EXERCISE OBJECTIVE:
Report every line below that holds the word "wall".

Data records

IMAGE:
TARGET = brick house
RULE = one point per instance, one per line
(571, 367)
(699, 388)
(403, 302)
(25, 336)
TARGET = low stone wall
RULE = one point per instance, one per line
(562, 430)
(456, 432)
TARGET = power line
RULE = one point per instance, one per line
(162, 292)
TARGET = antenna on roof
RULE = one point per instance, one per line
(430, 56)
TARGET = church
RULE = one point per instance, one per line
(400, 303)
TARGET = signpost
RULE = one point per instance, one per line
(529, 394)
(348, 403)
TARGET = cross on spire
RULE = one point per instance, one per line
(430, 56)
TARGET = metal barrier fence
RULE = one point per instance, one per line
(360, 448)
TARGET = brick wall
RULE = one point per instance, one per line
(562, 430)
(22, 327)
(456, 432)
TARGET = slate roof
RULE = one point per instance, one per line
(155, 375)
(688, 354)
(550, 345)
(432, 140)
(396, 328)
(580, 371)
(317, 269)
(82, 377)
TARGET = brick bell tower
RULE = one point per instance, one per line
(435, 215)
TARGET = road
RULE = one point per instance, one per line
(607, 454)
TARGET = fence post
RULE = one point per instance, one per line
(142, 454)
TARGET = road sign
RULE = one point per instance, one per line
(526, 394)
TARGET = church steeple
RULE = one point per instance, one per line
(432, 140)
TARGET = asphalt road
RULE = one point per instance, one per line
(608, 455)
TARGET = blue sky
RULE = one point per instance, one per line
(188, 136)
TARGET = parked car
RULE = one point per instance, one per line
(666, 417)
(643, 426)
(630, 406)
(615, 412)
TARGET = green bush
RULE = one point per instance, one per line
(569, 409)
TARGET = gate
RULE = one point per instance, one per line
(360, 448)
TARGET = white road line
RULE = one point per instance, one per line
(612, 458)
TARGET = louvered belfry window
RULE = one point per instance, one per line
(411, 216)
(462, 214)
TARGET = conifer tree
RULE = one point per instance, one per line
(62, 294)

RESPONSE AREA:
TARGET = low stone wall
TARGET = brick wall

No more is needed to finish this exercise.